**Instructions for the task**
What follows is a listing; give it again exactly, in its entirety.
★ ★ ★ ★
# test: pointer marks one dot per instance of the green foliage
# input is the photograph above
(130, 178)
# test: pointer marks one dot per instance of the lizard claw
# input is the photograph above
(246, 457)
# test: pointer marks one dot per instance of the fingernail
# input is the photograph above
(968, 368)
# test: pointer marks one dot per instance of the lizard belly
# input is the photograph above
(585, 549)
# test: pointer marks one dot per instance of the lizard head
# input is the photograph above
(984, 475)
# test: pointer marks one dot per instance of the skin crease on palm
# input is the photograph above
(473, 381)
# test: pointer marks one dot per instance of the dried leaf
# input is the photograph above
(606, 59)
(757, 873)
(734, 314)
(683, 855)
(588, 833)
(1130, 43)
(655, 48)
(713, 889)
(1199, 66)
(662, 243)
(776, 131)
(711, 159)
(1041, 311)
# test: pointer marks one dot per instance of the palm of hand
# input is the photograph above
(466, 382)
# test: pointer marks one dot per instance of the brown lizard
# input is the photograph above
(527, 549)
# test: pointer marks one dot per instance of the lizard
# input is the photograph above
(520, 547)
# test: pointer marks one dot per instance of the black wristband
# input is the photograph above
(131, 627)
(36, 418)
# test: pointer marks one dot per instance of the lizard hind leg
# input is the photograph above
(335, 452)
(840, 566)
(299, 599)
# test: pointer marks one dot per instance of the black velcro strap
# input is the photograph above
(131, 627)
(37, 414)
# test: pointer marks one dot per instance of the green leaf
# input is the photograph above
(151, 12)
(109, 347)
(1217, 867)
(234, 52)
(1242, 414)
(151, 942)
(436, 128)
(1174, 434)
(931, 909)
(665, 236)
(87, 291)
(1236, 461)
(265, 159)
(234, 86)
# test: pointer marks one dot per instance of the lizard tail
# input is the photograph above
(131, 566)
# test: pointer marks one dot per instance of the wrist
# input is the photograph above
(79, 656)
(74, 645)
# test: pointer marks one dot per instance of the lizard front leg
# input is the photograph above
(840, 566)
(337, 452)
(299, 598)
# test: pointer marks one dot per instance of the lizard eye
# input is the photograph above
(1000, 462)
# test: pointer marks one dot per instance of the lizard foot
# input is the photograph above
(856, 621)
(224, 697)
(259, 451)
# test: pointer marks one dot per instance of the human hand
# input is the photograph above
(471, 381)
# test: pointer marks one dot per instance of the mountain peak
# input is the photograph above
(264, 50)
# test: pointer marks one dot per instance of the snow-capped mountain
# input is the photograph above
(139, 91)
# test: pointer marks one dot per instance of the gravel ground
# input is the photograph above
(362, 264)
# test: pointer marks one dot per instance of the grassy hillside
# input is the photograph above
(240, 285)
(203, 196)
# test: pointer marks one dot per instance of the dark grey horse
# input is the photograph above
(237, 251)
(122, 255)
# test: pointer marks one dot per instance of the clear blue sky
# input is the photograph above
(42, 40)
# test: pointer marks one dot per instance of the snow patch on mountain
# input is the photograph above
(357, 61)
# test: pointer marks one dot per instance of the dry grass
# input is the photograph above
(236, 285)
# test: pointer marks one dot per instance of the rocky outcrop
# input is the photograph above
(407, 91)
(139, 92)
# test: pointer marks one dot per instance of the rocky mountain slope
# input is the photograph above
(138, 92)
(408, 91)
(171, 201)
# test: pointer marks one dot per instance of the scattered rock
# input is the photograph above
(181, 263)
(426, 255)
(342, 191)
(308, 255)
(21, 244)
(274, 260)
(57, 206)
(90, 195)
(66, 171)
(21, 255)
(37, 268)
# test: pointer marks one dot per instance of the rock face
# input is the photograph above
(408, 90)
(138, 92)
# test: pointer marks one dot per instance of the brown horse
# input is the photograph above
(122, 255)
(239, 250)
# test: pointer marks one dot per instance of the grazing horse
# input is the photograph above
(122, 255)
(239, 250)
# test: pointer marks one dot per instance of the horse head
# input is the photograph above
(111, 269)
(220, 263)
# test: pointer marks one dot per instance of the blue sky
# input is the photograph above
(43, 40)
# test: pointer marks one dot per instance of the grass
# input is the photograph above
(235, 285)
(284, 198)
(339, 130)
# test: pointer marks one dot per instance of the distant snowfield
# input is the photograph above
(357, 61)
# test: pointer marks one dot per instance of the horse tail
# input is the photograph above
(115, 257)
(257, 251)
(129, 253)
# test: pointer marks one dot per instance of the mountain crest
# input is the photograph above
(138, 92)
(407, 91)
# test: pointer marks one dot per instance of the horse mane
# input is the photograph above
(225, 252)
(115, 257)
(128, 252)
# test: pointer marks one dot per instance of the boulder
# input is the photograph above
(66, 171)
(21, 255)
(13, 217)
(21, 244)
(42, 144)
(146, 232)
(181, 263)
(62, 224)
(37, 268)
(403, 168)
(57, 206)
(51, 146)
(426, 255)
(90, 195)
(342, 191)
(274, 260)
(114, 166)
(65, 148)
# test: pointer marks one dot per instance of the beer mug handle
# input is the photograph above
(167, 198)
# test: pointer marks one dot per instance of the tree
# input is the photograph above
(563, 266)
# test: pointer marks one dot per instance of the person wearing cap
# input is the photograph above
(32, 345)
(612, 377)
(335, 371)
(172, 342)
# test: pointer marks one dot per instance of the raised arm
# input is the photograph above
★ ★ ★ ★
**The result**
# test: pointer marks one dot per instance of the green foliage
# input is the photograph above
(130, 178)
# test: pointer marks one dot per instance of the lizard claw
# input is the photograph above
(246, 457)
# test: pointer marks one dot per instance of the fingernail
# input is the photograph above
(968, 368)
# test: pointer marks one dot per instance of the lizard belly
# input is the photograph above
(585, 549)
# test: pointer marks one dot per instance of the lizard head
# input is the photograph above
(984, 475)
# test: pointer marks one dot per instance of the skin crease on palm
# input is the photograph above
(473, 381)
# test: pointer marks one dot per instance of the dried leaf
# input is the photograph above
(606, 59)
(757, 873)
(734, 314)
(683, 855)
(588, 833)
(1130, 43)
(655, 48)
(713, 889)
(1199, 66)
(662, 243)
(776, 131)
(711, 159)
(1041, 311)
# test: pointer marks one dot per instance of the palm of hand
# input is the photograph above
(466, 382)
# test: pointer marks one dot per instance of the brown lizard
# input is the photograph above
(527, 549)
# test: pointer marks one dot per instance of the lizard
# input is the photograph above
(520, 547)
# test: pointer marks one dot per instance of the black wristband
# input is the photograph above
(131, 627)
(36, 418)
# test: pointer marks one dot per instance of the lizard hind leg
# input is the photograph above
(335, 452)
(840, 566)
(299, 599)
# test: pointer marks one dot per instance of the black velcro strap
# input is the photograph above
(131, 627)
(37, 414)
# test: pointer marks one dot per instance of the green leaf
# input is the photograph above
(151, 12)
(109, 347)
(1217, 867)
(234, 52)
(1242, 414)
(151, 942)
(436, 128)
(1174, 434)
(931, 909)
(665, 236)
(87, 291)
(1236, 461)
(265, 159)
(234, 86)
# test: pointer marks one dot per instance of the lizard tail
# input is the photograph above
(131, 566)
# test: pointer marks one dot per instance of the wrist
# input is the photograph above
(79, 656)
(74, 645)
# test: pointer marks one dot per instance of the lizard front leg
# input is the photograph above
(840, 566)
(337, 452)
(299, 598)
# test: pointer marks one dot per instance of the lizard eye
# input is the photograph above
(1000, 462)
# test: pointer marks one dot per instance of the lizard foot
# input is the photograph above
(856, 621)
(224, 697)
(259, 451)
# test: pointer marks one dot per instance of the human hand
# input is the photograph above
(471, 381)
# test: pointer marks one dot per instance of the mountain peak
# input is the photograph above
(264, 50)
# test: pointer marks one dot per instance of the snow-capped mountain
# input is the photograph above
(139, 91)
# test: pointer marks one dot per instance of the gravel ground
# input is the photograph above
(362, 264)
# test: pointer marks one dot per instance of the grassy hillside
# input is the photograph above
(240, 285)
(203, 196)
# test: pointer marks one dot per instance of the dark grey horse
# input is the photograph above
(237, 251)
(122, 255)
# test: pointer marks one dot per instance of the clear blue sky
# input is the photograph above
(42, 40)
# test: pointer marks one dot per instance of the snow patch on mountain
# input is the photograph above
(357, 61)
# test: pointer marks one dot per instance of the dry grass
# input is the photograph above
(236, 285)
# test: pointer marks one dot per instance of the rocky outcrop
# input is the photograph above
(407, 91)
(139, 92)
# test: pointer marks one dot per instance of the rocky mountain slope
# input is the photograph above
(138, 92)
(408, 91)
(171, 201)
# test: pointer marks one dot per instance of the scattered rock
# input is the photograph above
(181, 263)
(426, 255)
(342, 191)
(308, 255)
(21, 244)
(274, 260)
(57, 206)
(90, 195)
(66, 171)
(21, 255)
(37, 268)
# test: pointer marks one dot per instance of the rock face
# input is the photograph above
(408, 90)
(138, 92)
# test: pointer marks one dot per instance of the brown horse
# input is the photograph above
(122, 255)
(239, 250)
# test: pointer marks one dot per instance of the grazing horse
# input is the photograph above
(122, 255)
(239, 250)
# test: pointer marks one dot per instance of the horse head
# input is the photograph above
(111, 269)
(220, 263)
# test: pointer marks one dot per instance of the blue sky
# input is the photograph above
(43, 40)
# test: pointer marks one dot per instance of the grass
# input is the photograph above
(235, 285)
(284, 198)
(339, 130)
# test: pointer marks one dot per instance of the distant snowfield
# input is the photograph above
(357, 61)
# test: pointer marks one dot per instance of the horse tail
# input is the photograph above
(115, 257)
(257, 251)
(129, 253)
# test: pointer marks one dot per instance of the mountain crest
# input is the photograph above
(138, 92)
(407, 91)
# test: pointer marks one dot per instance of the horse mane
# input is the photograph above
(225, 252)
(115, 257)
(128, 252)
# test: pointer marks one dot per instance of the boulder
# input is the photograph above
(66, 171)
(21, 255)
(13, 217)
(21, 244)
(42, 144)
(146, 232)
(181, 263)
(62, 224)
(37, 268)
(403, 168)
(57, 206)
(51, 146)
(426, 255)
(90, 195)
(342, 191)
(274, 260)
(114, 166)
(65, 148)
# test: pointer marks one dot per instance of the beer mug handle
# input is the photograph above
(167, 198)
# test: pointer marks one dot per instance of the tree
# input is the photograph above
(563, 266)
# test: pointer marks one dot per instance of the person wearing cap
# input is the photograph above
(32, 345)
(612, 377)
(335, 371)
(172, 342)
# test: pointer marks one dot per instance of the raised arm
# input is the photograph above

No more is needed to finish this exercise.